# navarre pier bonita 4th of july



## kehoe (Aug 26, 2010)

me and my dad got out at the end at about 5:45 and there was a guy with a bonita that was about 8 pounds. we caught bait and started fishing for bonita we waited but for a school of bonita to come by. finally, a school of about three came by then a bunch of schools came by there was a bonita frenzy me and my dad where glad:thumbup: because the night before that there was a full moon.first cast my dad threw he hooked up on a bonita but it ran him under the pier  then i hooked up on a bonita and got him gaffed and on the deck he weighed 8 pounds we hooked up 4 more times and caught 3 before it started to rain we went up to the shack until the rain stopped. when the rain finally stoppedwe walked back out and caught some bait and our first drop with the sabiki rig we caught a live cig:thumbup: so i got a short shank hook and hooked the cig in the tail and flipped it out in front of the bait an it was not out there for 20 seconds until it got nailed by a bonita.then it started to rain again then we left. will try to post pictures later.

Exercise material>

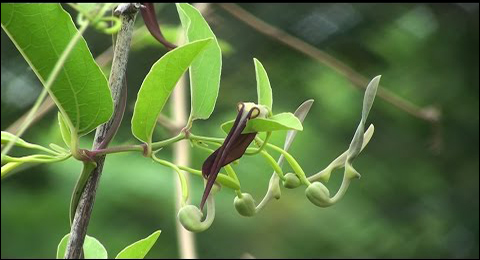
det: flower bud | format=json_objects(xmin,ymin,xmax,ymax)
[
  {"xmin": 178, "ymin": 205, "xmax": 204, "ymax": 232},
  {"xmin": 305, "ymin": 182, "xmax": 332, "ymax": 208},
  {"xmin": 233, "ymin": 193, "xmax": 256, "ymax": 217},
  {"xmin": 283, "ymin": 172, "xmax": 302, "ymax": 189}
]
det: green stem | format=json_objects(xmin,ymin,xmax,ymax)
[
  {"xmin": 88, "ymin": 144, "xmax": 144, "ymax": 157},
  {"xmin": 1, "ymin": 22, "xmax": 89, "ymax": 161},
  {"xmin": 267, "ymin": 144, "xmax": 310, "ymax": 186},
  {"xmin": 245, "ymin": 132, "xmax": 272, "ymax": 155},
  {"xmin": 261, "ymin": 150, "xmax": 285, "ymax": 181},
  {"xmin": 152, "ymin": 154, "xmax": 188, "ymax": 207}
]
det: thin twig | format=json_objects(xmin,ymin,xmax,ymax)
[
  {"xmin": 4, "ymin": 24, "xmax": 178, "ymax": 134},
  {"xmin": 171, "ymin": 16, "xmax": 197, "ymax": 259},
  {"xmin": 65, "ymin": 4, "xmax": 139, "ymax": 258},
  {"xmin": 218, "ymin": 3, "xmax": 441, "ymax": 123}
]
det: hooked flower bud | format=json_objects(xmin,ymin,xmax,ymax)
[
  {"xmin": 233, "ymin": 193, "xmax": 256, "ymax": 217},
  {"xmin": 283, "ymin": 172, "xmax": 302, "ymax": 189},
  {"xmin": 305, "ymin": 182, "xmax": 332, "ymax": 208}
]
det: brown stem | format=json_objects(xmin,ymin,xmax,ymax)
[
  {"xmin": 218, "ymin": 4, "xmax": 441, "ymax": 123},
  {"xmin": 65, "ymin": 4, "xmax": 140, "ymax": 259}
]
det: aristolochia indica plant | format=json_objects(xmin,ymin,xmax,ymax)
[{"xmin": 1, "ymin": 3, "xmax": 380, "ymax": 258}]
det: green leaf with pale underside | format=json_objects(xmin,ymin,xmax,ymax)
[
  {"xmin": 57, "ymin": 112, "xmax": 72, "ymax": 147},
  {"xmin": 253, "ymin": 58, "xmax": 273, "ymax": 111},
  {"xmin": 1, "ymin": 3, "xmax": 113, "ymax": 136},
  {"xmin": 177, "ymin": 3, "xmax": 222, "ymax": 120},
  {"xmin": 115, "ymin": 230, "xmax": 161, "ymax": 259},
  {"xmin": 132, "ymin": 39, "xmax": 212, "ymax": 144},
  {"xmin": 57, "ymin": 234, "xmax": 108, "ymax": 259},
  {"xmin": 222, "ymin": 113, "xmax": 303, "ymax": 134}
]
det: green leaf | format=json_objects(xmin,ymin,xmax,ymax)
[
  {"xmin": 177, "ymin": 3, "xmax": 222, "ymax": 121},
  {"xmin": 132, "ymin": 39, "xmax": 212, "ymax": 144},
  {"xmin": 58, "ymin": 112, "xmax": 72, "ymax": 147},
  {"xmin": 2, "ymin": 131, "xmax": 56, "ymax": 154},
  {"xmin": 347, "ymin": 76, "xmax": 381, "ymax": 160},
  {"xmin": 115, "ymin": 230, "xmax": 161, "ymax": 259},
  {"xmin": 1, "ymin": 3, "xmax": 113, "ymax": 136},
  {"xmin": 221, "ymin": 113, "xmax": 303, "ymax": 134},
  {"xmin": 253, "ymin": 58, "xmax": 273, "ymax": 111},
  {"xmin": 57, "ymin": 234, "xmax": 108, "ymax": 259}
]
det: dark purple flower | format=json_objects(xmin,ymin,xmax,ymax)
[{"xmin": 140, "ymin": 3, "xmax": 177, "ymax": 50}]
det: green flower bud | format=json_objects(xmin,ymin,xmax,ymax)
[
  {"xmin": 233, "ymin": 193, "xmax": 256, "ymax": 217},
  {"xmin": 305, "ymin": 182, "xmax": 332, "ymax": 208},
  {"xmin": 178, "ymin": 205, "xmax": 205, "ymax": 232},
  {"xmin": 283, "ymin": 172, "xmax": 302, "ymax": 189}
]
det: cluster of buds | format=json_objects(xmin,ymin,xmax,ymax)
[{"xmin": 174, "ymin": 76, "xmax": 380, "ymax": 232}]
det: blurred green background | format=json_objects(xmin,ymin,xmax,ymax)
[{"xmin": 1, "ymin": 3, "xmax": 479, "ymax": 258}]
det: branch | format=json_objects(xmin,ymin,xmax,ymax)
[
  {"xmin": 65, "ymin": 4, "xmax": 140, "ymax": 258},
  {"xmin": 218, "ymin": 4, "xmax": 441, "ymax": 123}
]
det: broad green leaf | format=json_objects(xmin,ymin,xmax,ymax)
[
  {"xmin": 2, "ymin": 131, "xmax": 54, "ymax": 153},
  {"xmin": 253, "ymin": 58, "xmax": 273, "ymax": 111},
  {"xmin": 57, "ymin": 234, "xmax": 108, "ymax": 259},
  {"xmin": 132, "ymin": 39, "xmax": 212, "ymax": 144},
  {"xmin": 58, "ymin": 112, "xmax": 72, "ymax": 147},
  {"xmin": 1, "ymin": 3, "xmax": 113, "ymax": 136},
  {"xmin": 177, "ymin": 3, "xmax": 222, "ymax": 120},
  {"xmin": 115, "ymin": 230, "xmax": 161, "ymax": 259},
  {"xmin": 131, "ymin": 24, "xmax": 235, "ymax": 56},
  {"xmin": 222, "ymin": 113, "xmax": 303, "ymax": 134}
]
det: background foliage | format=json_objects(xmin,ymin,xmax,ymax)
[{"xmin": 1, "ymin": 4, "xmax": 479, "ymax": 258}]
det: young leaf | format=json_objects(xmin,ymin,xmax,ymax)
[
  {"xmin": 177, "ymin": 3, "xmax": 222, "ymax": 120},
  {"xmin": 58, "ymin": 112, "xmax": 72, "ymax": 147},
  {"xmin": 132, "ymin": 39, "xmax": 212, "ymax": 144},
  {"xmin": 221, "ymin": 113, "xmax": 303, "ymax": 134},
  {"xmin": 1, "ymin": 3, "xmax": 113, "ymax": 136},
  {"xmin": 345, "ymin": 76, "xmax": 381, "ymax": 178},
  {"xmin": 57, "ymin": 234, "xmax": 108, "ymax": 259},
  {"xmin": 253, "ymin": 58, "xmax": 273, "ymax": 111},
  {"xmin": 347, "ymin": 76, "xmax": 381, "ymax": 162},
  {"xmin": 115, "ymin": 230, "xmax": 161, "ymax": 259}
]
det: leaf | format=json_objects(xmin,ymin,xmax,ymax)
[
  {"xmin": 176, "ymin": 3, "xmax": 222, "ymax": 120},
  {"xmin": 345, "ymin": 75, "xmax": 381, "ymax": 178},
  {"xmin": 1, "ymin": 3, "xmax": 113, "ymax": 136},
  {"xmin": 132, "ymin": 39, "xmax": 212, "ymax": 144},
  {"xmin": 57, "ymin": 234, "xmax": 108, "ymax": 259},
  {"xmin": 58, "ymin": 112, "xmax": 72, "ymax": 147},
  {"xmin": 253, "ymin": 58, "xmax": 273, "ymax": 111},
  {"xmin": 221, "ymin": 113, "xmax": 303, "ymax": 134},
  {"xmin": 284, "ymin": 99, "xmax": 314, "ymax": 152},
  {"xmin": 2, "ymin": 131, "xmax": 54, "ymax": 153},
  {"xmin": 115, "ymin": 230, "xmax": 161, "ymax": 259},
  {"xmin": 347, "ymin": 76, "xmax": 381, "ymax": 160}
]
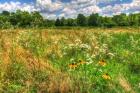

Task list>
• a. Find each line in the entries that contains the string "leaf" and copy those lines.
• b. Extend the Navarre Pier bonita fishing post with the next few sentences, starting right after its last one.

Results by task>
• a.
det: green leaf with pale underside | format=json_objects(xmin,ymin,xmax,ymax)
det: green leaf | format=json_objects(xmin,ymin,xmax,ymax)
det: broad green leaf | format=json_objects(xmin,ymin,xmax,ymax)
det: young leaf | format=json_objects(xmin,ymin,xmax,ymax)
det: leaf | format=json_objects(xmin,ymin,xmax,ymax)

• b.
----------



## Baitcaster (Oct 4, 2007)

sounds like a great day ! Bone-heads on light tackle are a blast .


----------



## shootnstarz (May 4, 2011)

I used to get a big charge out of trying NOT to catch them. Reel your bait away as fast as you can and watch them jump over each other trying to get it. Very entertaining for a bored fisherman.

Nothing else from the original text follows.